- **DATASET EXTRACT**
□ □ □ □

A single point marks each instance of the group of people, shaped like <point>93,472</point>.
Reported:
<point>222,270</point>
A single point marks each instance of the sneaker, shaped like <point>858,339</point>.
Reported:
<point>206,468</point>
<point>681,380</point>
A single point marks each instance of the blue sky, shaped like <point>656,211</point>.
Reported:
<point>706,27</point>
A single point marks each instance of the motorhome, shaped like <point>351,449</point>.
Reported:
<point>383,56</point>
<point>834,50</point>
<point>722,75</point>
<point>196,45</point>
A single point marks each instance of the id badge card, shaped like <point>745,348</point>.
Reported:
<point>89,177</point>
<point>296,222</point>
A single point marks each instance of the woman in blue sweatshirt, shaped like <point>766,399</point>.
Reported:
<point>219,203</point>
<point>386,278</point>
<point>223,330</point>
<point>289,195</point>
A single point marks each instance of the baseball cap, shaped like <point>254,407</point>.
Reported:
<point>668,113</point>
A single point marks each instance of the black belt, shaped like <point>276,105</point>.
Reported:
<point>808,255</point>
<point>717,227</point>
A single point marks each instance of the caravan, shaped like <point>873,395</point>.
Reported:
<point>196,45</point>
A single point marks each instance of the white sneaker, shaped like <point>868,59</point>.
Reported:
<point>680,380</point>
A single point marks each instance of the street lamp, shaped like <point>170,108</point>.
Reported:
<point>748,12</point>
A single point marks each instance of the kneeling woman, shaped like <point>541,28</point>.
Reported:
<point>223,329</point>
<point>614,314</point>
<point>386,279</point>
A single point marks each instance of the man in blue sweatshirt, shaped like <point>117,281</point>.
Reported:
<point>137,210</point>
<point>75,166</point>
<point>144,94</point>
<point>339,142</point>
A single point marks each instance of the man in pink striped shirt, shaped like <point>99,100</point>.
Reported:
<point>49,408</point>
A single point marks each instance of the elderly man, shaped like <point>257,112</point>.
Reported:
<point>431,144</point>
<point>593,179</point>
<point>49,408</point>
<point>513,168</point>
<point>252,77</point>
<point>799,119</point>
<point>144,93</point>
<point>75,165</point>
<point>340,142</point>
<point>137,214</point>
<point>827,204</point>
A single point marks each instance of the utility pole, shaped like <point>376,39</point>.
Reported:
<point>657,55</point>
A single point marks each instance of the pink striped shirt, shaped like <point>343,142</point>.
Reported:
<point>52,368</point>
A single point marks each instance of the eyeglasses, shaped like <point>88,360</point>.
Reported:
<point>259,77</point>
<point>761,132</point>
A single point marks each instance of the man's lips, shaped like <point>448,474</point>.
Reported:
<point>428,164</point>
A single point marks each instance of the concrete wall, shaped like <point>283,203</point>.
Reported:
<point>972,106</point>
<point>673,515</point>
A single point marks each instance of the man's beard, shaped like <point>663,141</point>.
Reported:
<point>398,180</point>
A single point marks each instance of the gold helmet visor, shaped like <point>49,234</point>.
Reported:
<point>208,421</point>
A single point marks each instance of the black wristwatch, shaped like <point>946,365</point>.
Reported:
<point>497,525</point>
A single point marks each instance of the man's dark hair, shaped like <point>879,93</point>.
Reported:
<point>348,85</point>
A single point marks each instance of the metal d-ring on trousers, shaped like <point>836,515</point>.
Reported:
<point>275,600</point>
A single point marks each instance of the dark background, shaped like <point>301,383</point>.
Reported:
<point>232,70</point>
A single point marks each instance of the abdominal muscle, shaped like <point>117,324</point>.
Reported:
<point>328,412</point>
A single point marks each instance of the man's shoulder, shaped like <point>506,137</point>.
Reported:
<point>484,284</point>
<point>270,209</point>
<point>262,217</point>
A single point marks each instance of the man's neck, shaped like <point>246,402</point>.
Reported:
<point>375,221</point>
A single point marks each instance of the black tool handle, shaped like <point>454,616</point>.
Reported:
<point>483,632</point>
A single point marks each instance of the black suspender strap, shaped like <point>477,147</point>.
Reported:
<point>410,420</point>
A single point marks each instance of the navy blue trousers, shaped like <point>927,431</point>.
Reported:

□ □ □ □

- **WHAT TO WORK ON**
Rewrite all of the records above, changing every "Reported" to "Located" and leaving everything else as it is.

- **TASK RESULT**
A single point marks each instance of the group of people, shaped like <point>93,472</point>.
Located:
<point>222,270</point>
A single point marks each instance of the sneaker, shaped like <point>858,339</point>.
Located:
<point>206,468</point>
<point>681,380</point>
A single point marks each instance of the blue sky, shaped like <point>656,211</point>.
Located:
<point>706,27</point>
A single point marks each instance of the motorhome, shaped like <point>351,449</point>.
Located:
<point>383,56</point>
<point>834,50</point>
<point>722,75</point>
<point>196,45</point>
A single point marks each instance of the id badge card, shaped like <point>745,348</point>.
Located:
<point>89,177</point>
<point>296,222</point>
A single point marks each instance of the woman in blue sweatshirt, shaped like <point>766,399</point>.
Located:
<point>219,203</point>
<point>386,278</point>
<point>223,330</point>
<point>289,195</point>
A single point marks each instance of the baseball cap, shaped like <point>254,407</point>.
Located:
<point>668,113</point>
A single point marks each instance of the black belt, shaped like <point>276,105</point>.
Located:
<point>808,255</point>
<point>717,227</point>
A single point marks each instance of the caravan, shaped like <point>873,395</point>.
Located:
<point>196,45</point>
A single point marks each instance of the white sneaker, shaped like <point>868,59</point>.
Located:
<point>680,380</point>
A single point marks each instance of the street lamp, shaped like <point>170,108</point>.
Located:
<point>748,12</point>
A single point marks each instance of the kneeling woman, shaped like <point>541,28</point>.
Located:
<point>223,329</point>
<point>614,314</point>
<point>386,279</point>
A single point marks each instance of the man in blue sweatshirt, shaped like <point>117,281</point>.
Located:
<point>137,210</point>
<point>75,166</point>
<point>144,94</point>
<point>339,142</point>
A single point marks each instance of the man in pink striped shirt, shaped like <point>99,100</point>.
Located:
<point>49,408</point>
A single point marks each instance of the elderly man, shaped like <point>257,112</point>.
Located:
<point>431,144</point>
<point>593,179</point>
<point>49,408</point>
<point>513,168</point>
<point>252,77</point>
<point>799,119</point>
<point>144,93</point>
<point>75,165</point>
<point>340,142</point>
<point>137,214</point>
<point>827,204</point>
A single point marks each instance of the utility pole, shaped like <point>376,39</point>.
Located:
<point>657,55</point>
A single point marks each instance of the pink striped shirt, shaped like <point>343,142</point>.
Located:
<point>52,368</point>
A single point marks each instance of the eyeglasses, shaped like <point>88,360</point>.
Located:
<point>259,77</point>
<point>761,132</point>
A single point marks each instance of the man's lips, shaped like <point>448,474</point>.
Located:
<point>428,164</point>
A single point marks each instance of the concrete wall, shaped like <point>283,203</point>.
Located:
<point>972,106</point>
<point>673,515</point>
A single point marks each instance of the man's beard, shaped like <point>663,141</point>.
Located:
<point>398,180</point>
A single point marks each instance of the gold helmet visor, shaped like <point>49,234</point>.
Located:
<point>208,421</point>
A single point marks each instance of the black wristwatch, shaped like <point>946,365</point>.
Located:
<point>497,525</point>
A single point marks each instance of the man's dark hair, shaped like <point>879,93</point>.
Located:
<point>348,85</point>
A single point marks each instance of the metal d-ring on trousers, shaped like <point>836,515</point>.
Located:
<point>275,600</point>
A single point marks each instance of the dark background, shaped like <point>301,383</point>.
Located:
<point>232,70</point>
A single point marks each instance of the abdominal muscle, shaped like <point>117,324</point>.
Located:
<point>328,412</point>
A single point marks each instance of the man's shoulder, shaped like <point>506,137</point>.
Located:
<point>484,284</point>
<point>270,209</point>
<point>262,217</point>
A single point marks each instance of the man's neck, shaped like <point>246,402</point>.
Located:
<point>375,221</point>
A single point marks each instance of the black tool handle, shaped like <point>454,616</point>.
Located:
<point>483,632</point>
A single point marks each instance of the black suspender strap, shaped like <point>477,147</point>.
Located:
<point>410,420</point>
A single point marks each instance of the navy blue trousers, shaped like <point>927,431</point>.
Located:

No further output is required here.